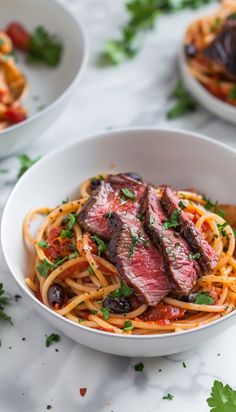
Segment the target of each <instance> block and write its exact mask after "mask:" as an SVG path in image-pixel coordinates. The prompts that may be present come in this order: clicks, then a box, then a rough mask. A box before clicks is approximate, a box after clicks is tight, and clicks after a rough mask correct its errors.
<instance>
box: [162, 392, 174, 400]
mask: <svg viewBox="0 0 236 412" xmlns="http://www.w3.org/2000/svg"><path fill="white" fill-rule="evenodd" d="M173 398H174V395H172V394H171V393H168V394H167V395H166V396H163V398H162V399H165V400H168V401H172V399H173Z"/></svg>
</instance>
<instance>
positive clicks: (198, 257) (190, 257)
mask: <svg viewBox="0 0 236 412" xmlns="http://www.w3.org/2000/svg"><path fill="white" fill-rule="evenodd" d="M188 257H189V259H191V260H198V259H200V257H201V253H199V252H197V253H194V254H193V253H189V255H188Z"/></svg>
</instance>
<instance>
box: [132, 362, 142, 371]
mask: <svg viewBox="0 0 236 412" xmlns="http://www.w3.org/2000/svg"><path fill="white" fill-rule="evenodd" d="M134 369H135V371H136V372H143V370H144V364H143V362H140V363H137V364H136V365H134Z"/></svg>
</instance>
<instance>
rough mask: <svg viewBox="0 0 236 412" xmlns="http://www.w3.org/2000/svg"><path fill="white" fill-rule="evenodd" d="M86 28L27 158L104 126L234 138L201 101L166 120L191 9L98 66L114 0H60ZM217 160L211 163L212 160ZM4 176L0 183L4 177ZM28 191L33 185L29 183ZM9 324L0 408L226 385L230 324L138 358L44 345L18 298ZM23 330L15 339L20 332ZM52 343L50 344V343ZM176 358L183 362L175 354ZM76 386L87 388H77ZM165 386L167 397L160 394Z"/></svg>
mask: <svg viewBox="0 0 236 412" xmlns="http://www.w3.org/2000/svg"><path fill="white" fill-rule="evenodd" d="M65 3H66V5H67V6H68V7H69V9H70V10H71V11H72V12H73V13H74V15H76V16H78V17H79V18H80V19H81V21H82V22H83V24H84V26H85V27H86V28H87V31H88V36H89V40H90V46H91V58H90V62H89V67H88V69H87V72H86V74H85V76H84V78H83V80H82V82H81V84H80V86H79V87H78V90H77V91H76V93H75V95H74V97H73V98H72V100H71V103H70V105H69V107H68V108H67V109H66V111H65V112H64V114H63V115H62V116H61V118H60V119H59V120H58V122H57V124H56V125H55V126H54V127H53V128H52V129H51V130H50V131H49V132H48V133H47V134H45V135H44V136H43V137H42V139H41V140H40V141H38V142H37V143H35V144H34V145H33V144H32V146H31V147H28V148H26V149H25V152H26V153H28V154H29V155H31V156H32V157H34V156H35V157H36V156H38V155H43V154H45V153H47V152H49V151H50V150H52V149H53V148H54V147H57V146H59V145H62V144H64V143H66V142H68V141H71V140H73V139H75V138H77V137H82V136H84V135H87V134H91V133H94V132H97V131H101V130H104V129H107V128H108V127H123V126H139V125H141V126H147V125H149V126H161V127H175V128H180V129H187V130H193V131H198V132H201V133H204V134H206V135H208V136H211V137H213V138H215V139H217V140H221V141H223V142H225V143H227V144H229V145H231V146H233V147H236V136H235V126H232V125H230V124H227V123H225V122H223V121H222V120H219V119H217V118H216V117H214V116H212V115H210V114H209V113H208V112H206V111H205V110H204V109H199V110H198V112H196V113H194V114H191V115H188V116H185V117H183V118H181V119H179V120H176V121H172V122H170V121H167V120H166V118H165V113H166V110H167V108H168V107H169V106H170V102H169V100H168V95H169V94H170V91H171V89H172V87H173V85H174V84H175V81H176V78H177V63H176V55H177V50H178V47H179V44H180V41H181V37H182V35H183V31H184V27H185V26H186V24H187V22H188V21H189V19H190V18H193V13H191V12H184V13H181V14H178V15H175V16H169V17H163V18H162V19H161V20H160V22H159V24H158V28H157V30H156V31H155V33H152V34H150V35H149V36H148V38H147V41H146V43H145V47H144V49H143V51H142V52H141V54H140V55H139V56H138V57H137V58H136V59H135V60H133V61H131V62H128V63H125V64H123V65H122V66H120V67H115V68H114V67H112V68H101V67H100V68H98V67H97V66H96V60H97V55H98V53H99V51H101V50H102V48H103V43H104V40H105V39H107V38H109V37H111V36H113V35H115V34H116V33H117V27H118V25H119V24H120V23H121V22H122V21H123V19H124V12H123V5H122V3H123V2H122V1H118V0H116V2H114V1H111V0H67V1H65ZM219 167H220V165H219ZM5 168H6V169H9V172H8V173H7V174H0V205H1V208H2V207H3V205H4V202H5V200H6V198H7V195H8V194H9V193H10V191H11V188H12V184H11V181H13V180H14V179H15V176H16V173H17V169H18V161H17V159H16V157H15V156H13V157H12V158H9V159H6V160H4V161H2V162H0V169H5ZM6 182H7V183H8V184H6ZM35 190H36V189H35ZM0 282H3V283H4V286H5V288H6V289H7V291H8V292H9V294H11V295H14V294H16V293H18V292H19V291H18V289H17V286H16V284H15V283H14V281H13V280H12V279H11V276H10V274H9V272H8V270H7V268H6V266H5V264H4V262H3V259H2V256H0ZM8 312H9V314H10V315H11V316H12V319H13V322H14V324H13V326H9V325H7V324H3V323H0V339H1V347H0V412H16V411H20V412H28V411H30V412H42V411H45V410H47V409H46V407H47V405H51V406H52V409H51V410H52V411H53V412H54V411H55V412H63V411H68V412H77V411H79V412H85V411H86V412H95V411H96V412H112V411H113V412H128V411H135V412H154V411H162V412H170V411H183V412H185V411H189V410H191V411H192V412H207V411H209V407H208V406H207V403H206V398H207V397H208V396H209V394H210V388H211V385H212V383H213V381H214V379H220V380H221V381H222V382H224V383H228V384H230V385H232V386H234V385H235V372H234V371H235V369H236V358H235V343H234V342H235V338H236V330H235V327H233V328H231V329H230V330H228V331H227V332H226V333H225V334H224V335H223V336H220V337H217V338H215V339H214V340H212V341H210V342H203V345H202V346H201V347H199V348H197V349H194V350H192V351H190V352H188V353H182V354H179V355H174V356H170V357H164V358H155V359H143V363H144V371H143V372H142V373H140V372H135V371H134V365H135V364H136V363H137V362H139V361H141V360H142V359H129V358H119V357H115V356H111V355H106V354H102V353H99V352H95V351H93V350H90V349H86V348H85V347H82V346H80V345H78V344H75V343H74V342H72V341H70V340H69V339H68V338H66V337H64V336H61V341H60V342H59V343H57V344H55V345H53V346H51V347H50V348H46V347H45V335H46V334H50V333H52V332H55V331H53V330H52V327H50V326H49V325H47V324H46V323H45V322H44V321H43V320H41V319H40V317H39V316H38V315H37V314H36V313H35V312H34V311H33V310H32V308H31V307H30V306H29V304H27V303H26V301H25V299H24V297H22V298H21V299H20V300H19V301H18V302H17V303H16V302H14V300H13V301H12V303H11V304H10V305H9V307H8ZM22 338H25V340H22ZM55 349H58V352H57V351H55ZM183 361H184V362H185V363H186V366H187V367H186V368H184V367H183V365H182V362H183ZM80 387H87V393H86V396H85V397H83V398H82V397H81V396H80V393H79V388H80ZM168 392H170V393H171V394H173V395H174V398H173V400H172V401H169V400H163V399H162V398H163V396H164V395H166V394H167V393H168Z"/></svg>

____

WHAT THE EXERCISE ASKS - Could you reproduce the data word for word from its start through the line holding "box: [162, 392, 174, 400]", with both ends included and any pictures left out?

OUTPUT OF THE EXERCISE -
Segment the target of each <instance> block and write its exact mask after "mask:" as an SVG path in image-pixel coordinates. The prompts that may be present come in this order: clicks, then a box, then a rough mask. A box before clicks is approximate, a box after clicks is tight, and clicks after a rough mask correct its errors.
<instance>
box: [162, 392, 174, 400]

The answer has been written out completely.